Name every city that the article on the Vietnamese Cardinal's beatification cause mentions, counting each distinct city name separately.

─── QUOTED PASSAGE ───

Vietnamese Cardinal sees beatificaton cause move forward

The conclusion of the diocesan investigatory phase of a Vietnamese Cardinal’s beatification cause took place in a celebratory Mass on July 4 at the Cathedral of St. John Lateran in Rome.

Bl. Francis Xavier Nguyen Van Thuan was incarcerated by the Vietnamese communists precisely a week after the fall of Saigon in 1975. His crime? The Vatican had just named him co-adjutor bishop of Saigon -- now Ho Chi Minh City, which had been the capital of South Vietnam. For this supposed offense, he spent 13 years in a communist prison camp, much of it in solitary confinement. He managed to persuade a guard to get him an old calendar, one of those where you peel off each day’s date, and on the back of those small sheets of paper, he wrote the book, The Road to Hope. If anyone doubts this man was a saint, let them read that book. Speaking for myself, I felt I was in the man’s presence, that I wasn’t reading words on a page, but actually had the sensation of hearing the Servant of God speaking to me in intimate way, as if he was with me. From other people’s responses to this work, I know I am not alone in having had this reaction.

─── RECORDS PROVIDED ───

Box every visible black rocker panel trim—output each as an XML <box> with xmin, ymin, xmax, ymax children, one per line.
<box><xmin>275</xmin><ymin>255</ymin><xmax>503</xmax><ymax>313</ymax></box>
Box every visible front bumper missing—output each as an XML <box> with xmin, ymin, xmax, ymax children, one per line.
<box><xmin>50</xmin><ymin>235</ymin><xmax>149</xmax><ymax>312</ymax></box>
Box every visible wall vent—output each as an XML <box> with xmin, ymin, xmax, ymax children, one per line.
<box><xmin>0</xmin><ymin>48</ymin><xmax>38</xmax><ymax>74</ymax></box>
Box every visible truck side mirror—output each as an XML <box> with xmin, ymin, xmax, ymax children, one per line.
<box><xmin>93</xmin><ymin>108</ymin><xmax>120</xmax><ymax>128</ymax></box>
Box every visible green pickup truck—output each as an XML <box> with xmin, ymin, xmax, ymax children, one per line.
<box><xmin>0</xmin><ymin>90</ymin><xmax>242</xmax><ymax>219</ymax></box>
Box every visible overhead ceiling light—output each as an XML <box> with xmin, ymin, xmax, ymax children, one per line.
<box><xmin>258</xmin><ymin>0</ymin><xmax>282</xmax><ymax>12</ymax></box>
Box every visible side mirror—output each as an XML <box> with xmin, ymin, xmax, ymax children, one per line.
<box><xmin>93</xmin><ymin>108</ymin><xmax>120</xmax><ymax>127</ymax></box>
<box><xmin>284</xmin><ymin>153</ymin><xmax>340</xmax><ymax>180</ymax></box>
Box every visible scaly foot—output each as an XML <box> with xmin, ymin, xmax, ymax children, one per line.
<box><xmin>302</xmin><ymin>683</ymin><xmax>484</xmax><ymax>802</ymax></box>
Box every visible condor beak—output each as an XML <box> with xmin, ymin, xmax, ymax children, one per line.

───

SOLUTION FOR THIS PROBLEM |
Rome, Saigon, Ho Chi Minh City